DATA TO PROCESS below:

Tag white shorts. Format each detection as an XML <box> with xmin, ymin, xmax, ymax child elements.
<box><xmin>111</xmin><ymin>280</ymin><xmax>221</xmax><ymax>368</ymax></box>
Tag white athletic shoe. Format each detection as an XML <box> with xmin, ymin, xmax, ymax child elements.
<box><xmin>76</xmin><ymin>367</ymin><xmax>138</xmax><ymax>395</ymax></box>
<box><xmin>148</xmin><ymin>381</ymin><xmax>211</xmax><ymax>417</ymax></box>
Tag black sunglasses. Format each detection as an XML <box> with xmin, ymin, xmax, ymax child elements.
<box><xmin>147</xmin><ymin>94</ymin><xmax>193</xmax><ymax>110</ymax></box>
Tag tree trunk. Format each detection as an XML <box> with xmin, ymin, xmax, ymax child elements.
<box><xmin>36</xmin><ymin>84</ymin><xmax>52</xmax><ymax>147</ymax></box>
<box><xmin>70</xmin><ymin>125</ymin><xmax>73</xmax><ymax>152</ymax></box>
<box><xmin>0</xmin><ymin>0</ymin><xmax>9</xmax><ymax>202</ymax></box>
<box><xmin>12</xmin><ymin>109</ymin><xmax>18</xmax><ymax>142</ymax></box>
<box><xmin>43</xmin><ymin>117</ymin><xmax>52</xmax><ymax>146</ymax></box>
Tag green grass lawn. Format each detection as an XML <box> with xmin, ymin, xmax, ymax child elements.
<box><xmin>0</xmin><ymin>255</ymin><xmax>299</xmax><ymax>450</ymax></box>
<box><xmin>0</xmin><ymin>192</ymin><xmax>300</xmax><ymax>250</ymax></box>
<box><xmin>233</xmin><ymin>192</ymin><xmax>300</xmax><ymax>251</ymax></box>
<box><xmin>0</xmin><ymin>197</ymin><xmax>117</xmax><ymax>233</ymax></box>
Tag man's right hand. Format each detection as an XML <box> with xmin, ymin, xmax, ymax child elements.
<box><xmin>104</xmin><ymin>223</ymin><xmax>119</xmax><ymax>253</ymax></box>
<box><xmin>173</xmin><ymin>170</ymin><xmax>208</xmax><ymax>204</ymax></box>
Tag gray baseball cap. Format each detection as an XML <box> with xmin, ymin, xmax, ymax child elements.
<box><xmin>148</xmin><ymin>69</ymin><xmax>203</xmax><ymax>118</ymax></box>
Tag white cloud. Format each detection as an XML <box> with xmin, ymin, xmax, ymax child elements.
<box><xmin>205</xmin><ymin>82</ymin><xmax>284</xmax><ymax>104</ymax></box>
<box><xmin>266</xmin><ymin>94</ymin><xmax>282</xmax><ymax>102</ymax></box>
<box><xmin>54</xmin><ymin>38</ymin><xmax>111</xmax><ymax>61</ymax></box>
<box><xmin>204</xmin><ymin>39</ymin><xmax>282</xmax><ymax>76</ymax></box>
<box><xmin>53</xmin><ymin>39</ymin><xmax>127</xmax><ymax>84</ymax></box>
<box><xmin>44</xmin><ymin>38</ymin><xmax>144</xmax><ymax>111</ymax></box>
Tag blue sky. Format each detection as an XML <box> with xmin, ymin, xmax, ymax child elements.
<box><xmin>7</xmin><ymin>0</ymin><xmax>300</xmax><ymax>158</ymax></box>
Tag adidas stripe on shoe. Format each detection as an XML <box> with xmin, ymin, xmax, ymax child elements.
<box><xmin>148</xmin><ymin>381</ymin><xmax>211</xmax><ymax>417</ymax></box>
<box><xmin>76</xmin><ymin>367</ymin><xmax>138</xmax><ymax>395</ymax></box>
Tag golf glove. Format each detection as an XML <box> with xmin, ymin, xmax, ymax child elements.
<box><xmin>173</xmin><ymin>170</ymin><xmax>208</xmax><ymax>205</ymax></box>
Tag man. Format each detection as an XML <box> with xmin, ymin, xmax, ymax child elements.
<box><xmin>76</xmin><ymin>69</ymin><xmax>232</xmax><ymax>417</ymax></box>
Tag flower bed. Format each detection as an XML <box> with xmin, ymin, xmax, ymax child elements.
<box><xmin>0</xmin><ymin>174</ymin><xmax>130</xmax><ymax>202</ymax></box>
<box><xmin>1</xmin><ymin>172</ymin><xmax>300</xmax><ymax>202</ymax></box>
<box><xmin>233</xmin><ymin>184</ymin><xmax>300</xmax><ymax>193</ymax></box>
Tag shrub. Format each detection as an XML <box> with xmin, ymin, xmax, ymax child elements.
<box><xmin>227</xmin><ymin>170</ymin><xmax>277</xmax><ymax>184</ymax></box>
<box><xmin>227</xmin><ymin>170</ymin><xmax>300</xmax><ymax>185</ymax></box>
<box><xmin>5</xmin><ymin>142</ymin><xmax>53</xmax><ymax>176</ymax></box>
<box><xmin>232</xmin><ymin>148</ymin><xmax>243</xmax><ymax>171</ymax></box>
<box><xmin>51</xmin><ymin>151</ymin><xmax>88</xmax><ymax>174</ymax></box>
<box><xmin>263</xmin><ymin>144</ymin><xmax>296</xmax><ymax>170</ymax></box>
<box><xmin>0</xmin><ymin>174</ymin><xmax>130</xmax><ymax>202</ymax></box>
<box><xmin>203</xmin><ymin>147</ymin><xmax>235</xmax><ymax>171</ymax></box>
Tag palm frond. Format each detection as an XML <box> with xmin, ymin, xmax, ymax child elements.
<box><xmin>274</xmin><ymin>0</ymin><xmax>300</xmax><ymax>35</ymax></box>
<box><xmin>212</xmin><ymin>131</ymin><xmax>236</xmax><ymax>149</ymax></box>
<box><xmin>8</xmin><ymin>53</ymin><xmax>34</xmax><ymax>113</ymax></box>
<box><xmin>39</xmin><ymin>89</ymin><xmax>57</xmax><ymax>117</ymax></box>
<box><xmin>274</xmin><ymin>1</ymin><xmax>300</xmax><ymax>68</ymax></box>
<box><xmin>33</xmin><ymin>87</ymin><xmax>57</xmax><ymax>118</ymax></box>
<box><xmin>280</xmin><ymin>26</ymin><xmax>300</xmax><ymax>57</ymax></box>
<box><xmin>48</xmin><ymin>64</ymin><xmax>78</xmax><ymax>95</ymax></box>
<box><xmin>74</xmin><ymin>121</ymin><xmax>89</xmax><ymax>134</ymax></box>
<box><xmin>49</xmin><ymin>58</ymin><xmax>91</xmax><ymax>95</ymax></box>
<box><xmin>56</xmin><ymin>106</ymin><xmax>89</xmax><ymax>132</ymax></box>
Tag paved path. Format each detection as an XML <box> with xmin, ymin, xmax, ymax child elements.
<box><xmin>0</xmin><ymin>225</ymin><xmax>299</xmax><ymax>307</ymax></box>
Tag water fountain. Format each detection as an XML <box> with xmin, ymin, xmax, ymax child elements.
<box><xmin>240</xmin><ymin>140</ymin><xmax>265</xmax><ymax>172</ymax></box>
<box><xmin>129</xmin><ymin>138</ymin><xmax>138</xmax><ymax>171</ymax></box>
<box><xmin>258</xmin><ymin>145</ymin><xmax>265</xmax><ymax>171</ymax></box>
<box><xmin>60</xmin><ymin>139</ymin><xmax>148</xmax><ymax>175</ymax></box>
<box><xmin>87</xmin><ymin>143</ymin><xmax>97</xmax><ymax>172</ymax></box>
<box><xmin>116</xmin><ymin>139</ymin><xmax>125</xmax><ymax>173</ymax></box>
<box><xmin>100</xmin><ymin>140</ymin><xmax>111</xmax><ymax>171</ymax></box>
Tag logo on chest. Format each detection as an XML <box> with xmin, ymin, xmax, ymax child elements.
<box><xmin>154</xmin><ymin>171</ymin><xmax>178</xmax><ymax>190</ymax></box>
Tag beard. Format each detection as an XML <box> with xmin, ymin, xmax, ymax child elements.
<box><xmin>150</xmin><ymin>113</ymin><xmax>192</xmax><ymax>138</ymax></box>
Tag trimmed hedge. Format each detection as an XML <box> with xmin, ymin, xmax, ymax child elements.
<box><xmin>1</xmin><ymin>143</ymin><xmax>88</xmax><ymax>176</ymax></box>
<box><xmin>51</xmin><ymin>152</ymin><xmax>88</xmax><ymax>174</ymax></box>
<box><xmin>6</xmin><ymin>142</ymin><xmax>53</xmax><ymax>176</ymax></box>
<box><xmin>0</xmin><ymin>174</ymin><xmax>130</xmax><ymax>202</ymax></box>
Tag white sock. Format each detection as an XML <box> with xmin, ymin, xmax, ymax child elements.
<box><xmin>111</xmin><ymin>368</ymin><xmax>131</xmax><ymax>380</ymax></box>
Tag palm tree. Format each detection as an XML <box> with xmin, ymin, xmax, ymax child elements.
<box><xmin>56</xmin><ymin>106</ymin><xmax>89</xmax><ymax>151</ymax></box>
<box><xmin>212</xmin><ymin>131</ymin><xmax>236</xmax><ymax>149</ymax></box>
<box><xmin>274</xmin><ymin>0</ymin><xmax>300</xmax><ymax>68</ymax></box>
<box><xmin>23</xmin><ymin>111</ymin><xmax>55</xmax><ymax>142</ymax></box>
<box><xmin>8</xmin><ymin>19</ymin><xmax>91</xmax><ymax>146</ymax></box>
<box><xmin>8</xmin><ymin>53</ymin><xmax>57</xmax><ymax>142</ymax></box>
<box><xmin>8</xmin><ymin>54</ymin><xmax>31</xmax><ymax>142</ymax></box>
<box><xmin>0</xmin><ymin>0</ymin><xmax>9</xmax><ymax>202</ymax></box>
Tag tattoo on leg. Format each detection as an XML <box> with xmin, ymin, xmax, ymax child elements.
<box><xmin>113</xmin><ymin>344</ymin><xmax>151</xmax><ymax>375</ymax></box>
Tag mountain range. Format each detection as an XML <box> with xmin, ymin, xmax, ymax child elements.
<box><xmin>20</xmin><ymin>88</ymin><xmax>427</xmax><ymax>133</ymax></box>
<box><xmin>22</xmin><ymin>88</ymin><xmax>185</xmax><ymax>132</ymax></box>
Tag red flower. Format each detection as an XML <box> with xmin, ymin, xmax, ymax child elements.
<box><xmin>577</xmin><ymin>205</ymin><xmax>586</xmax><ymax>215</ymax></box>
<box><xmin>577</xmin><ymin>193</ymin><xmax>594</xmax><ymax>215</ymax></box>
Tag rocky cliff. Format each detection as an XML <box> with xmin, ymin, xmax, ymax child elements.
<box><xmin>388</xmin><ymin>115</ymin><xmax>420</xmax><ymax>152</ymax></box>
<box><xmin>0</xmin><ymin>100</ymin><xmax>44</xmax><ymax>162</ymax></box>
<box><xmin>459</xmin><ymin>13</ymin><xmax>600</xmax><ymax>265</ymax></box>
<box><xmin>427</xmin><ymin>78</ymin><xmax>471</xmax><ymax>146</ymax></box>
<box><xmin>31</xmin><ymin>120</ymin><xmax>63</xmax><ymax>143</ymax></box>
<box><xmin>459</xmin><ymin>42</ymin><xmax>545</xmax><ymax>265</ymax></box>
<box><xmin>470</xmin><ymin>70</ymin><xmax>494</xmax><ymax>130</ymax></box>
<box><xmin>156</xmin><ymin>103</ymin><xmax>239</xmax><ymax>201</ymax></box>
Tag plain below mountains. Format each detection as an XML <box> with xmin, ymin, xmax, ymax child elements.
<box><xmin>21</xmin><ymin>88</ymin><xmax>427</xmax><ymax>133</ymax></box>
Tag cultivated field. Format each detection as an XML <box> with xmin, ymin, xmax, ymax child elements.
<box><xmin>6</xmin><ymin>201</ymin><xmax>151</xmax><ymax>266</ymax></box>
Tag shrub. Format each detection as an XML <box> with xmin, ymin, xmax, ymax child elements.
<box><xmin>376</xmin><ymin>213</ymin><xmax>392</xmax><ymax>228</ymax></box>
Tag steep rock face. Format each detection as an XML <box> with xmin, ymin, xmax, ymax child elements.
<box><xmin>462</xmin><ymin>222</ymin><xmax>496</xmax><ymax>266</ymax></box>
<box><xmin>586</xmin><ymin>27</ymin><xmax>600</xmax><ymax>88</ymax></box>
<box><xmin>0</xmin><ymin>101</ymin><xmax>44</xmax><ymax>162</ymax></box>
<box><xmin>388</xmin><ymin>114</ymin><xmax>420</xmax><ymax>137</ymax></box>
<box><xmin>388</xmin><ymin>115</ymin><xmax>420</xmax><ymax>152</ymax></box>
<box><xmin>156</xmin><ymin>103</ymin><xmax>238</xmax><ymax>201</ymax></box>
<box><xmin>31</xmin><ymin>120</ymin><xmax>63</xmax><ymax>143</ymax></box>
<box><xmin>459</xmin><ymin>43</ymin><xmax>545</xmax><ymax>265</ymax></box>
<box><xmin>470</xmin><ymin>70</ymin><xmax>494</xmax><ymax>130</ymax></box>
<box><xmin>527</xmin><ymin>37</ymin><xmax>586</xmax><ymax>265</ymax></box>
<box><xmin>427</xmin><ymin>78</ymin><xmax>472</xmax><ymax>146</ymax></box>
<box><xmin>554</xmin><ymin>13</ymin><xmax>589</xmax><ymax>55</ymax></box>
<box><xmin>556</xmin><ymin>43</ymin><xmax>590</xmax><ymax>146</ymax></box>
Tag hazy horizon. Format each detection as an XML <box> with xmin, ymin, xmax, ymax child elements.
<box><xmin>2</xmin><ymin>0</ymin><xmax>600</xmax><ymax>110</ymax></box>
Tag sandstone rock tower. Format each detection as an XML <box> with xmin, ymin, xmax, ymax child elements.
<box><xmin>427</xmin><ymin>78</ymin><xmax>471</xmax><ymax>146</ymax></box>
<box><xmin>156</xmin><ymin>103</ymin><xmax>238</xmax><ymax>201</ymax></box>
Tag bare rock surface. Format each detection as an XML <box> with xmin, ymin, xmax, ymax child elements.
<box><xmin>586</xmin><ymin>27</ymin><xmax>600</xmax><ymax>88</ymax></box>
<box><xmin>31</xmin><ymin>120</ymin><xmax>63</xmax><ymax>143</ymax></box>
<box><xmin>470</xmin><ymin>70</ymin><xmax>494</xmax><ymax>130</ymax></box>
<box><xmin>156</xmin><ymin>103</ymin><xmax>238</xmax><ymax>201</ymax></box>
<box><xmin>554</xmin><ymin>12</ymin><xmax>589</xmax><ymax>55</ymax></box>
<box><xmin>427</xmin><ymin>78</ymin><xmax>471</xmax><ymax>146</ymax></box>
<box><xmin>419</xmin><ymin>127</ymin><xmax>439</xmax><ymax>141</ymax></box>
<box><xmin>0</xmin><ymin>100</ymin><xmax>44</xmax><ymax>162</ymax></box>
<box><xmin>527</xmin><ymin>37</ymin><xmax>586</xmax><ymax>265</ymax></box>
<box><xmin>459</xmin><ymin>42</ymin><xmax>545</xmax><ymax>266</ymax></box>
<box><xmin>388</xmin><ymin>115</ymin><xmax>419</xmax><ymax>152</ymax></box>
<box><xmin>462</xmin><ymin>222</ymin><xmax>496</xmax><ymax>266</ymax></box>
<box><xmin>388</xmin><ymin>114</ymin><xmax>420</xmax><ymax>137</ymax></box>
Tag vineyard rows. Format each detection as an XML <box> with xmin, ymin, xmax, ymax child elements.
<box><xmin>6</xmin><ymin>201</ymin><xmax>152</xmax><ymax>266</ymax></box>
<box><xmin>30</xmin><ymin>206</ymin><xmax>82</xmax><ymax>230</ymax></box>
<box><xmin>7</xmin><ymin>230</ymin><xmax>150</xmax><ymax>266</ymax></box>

End of DATA TO PROCESS.

All lines from the one holding "Tag hazy horizon." through the end of the entries need to be given again exactly. Leave out the others.

▸ RESULT FOR THIS TASK:
Tag hazy horizon. Format each detection as an XML <box> with xmin, ymin, xmax, ymax child elements.
<box><xmin>2</xmin><ymin>0</ymin><xmax>600</xmax><ymax>110</ymax></box>
Tag sandstone rock tower. Format each detection as an XML <box> with xmin, ymin, xmax, ymax child elements.
<box><xmin>427</xmin><ymin>78</ymin><xmax>471</xmax><ymax>146</ymax></box>
<box><xmin>156</xmin><ymin>103</ymin><xmax>238</xmax><ymax>201</ymax></box>
Tag bare rock surface. Format each detection as an XML <box> with xmin, ymin, xmax, ymax child elements.
<box><xmin>586</xmin><ymin>27</ymin><xmax>600</xmax><ymax>88</ymax></box>
<box><xmin>31</xmin><ymin>120</ymin><xmax>63</xmax><ymax>143</ymax></box>
<box><xmin>470</xmin><ymin>70</ymin><xmax>494</xmax><ymax>130</ymax></box>
<box><xmin>156</xmin><ymin>103</ymin><xmax>238</xmax><ymax>201</ymax></box>
<box><xmin>554</xmin><ymin>12</ymin><xmax>589</xmax><ymax>55</ymax></box>
<box><xmin>427</xmin><ymin>78</ymin><xmax>471</xmax><ymax>146</ymax></box>
<box><xmin>419</xmin><ymin>127</ymin><xmax>439</xmax><ymax>141</ymax></box>
<box><xmin>0</xmin><ymin>100</ymin><xmax>44</xmax><ymax>162</ymax></box>
<box><xmin>527</xmin><ymin>37</ymin><xmax>586</xmax><ymax>265</ymax></box>
<box><xmin>459</xmin><ymin>42</ymin><xmax>545</xmax><ymax>266</ymax></box>
<box><xmin>388</xmin><ymin>115</ymin><xmax>419</xmax><ymax>152</ymax></box>
<box><xmin>462</xmin><ymin>222</ymin><xmax>496</xmax><ymax>266</ymax></box>
<box><xmin>388</xmin><ymin>114</ymin><xmax>420</xmax><ymax>137</ymax></box>
Tag vineyard rows. Format each detection as an XML <box> with xmin, ymin, xmax, ymax child elements.
<box><xmin>6</xmin><ymin>201</ymin><xmax>152</xmax><ymax>266</ymax></box>
<box><xmin>30</xmin><ymin>206</ymin><xmax>82</xmax><ymax>230</ymax></box>
<box><xmin>7</xmin><ymin>230</ymin><xmax>150</xmax><ymax>266</ymax></box>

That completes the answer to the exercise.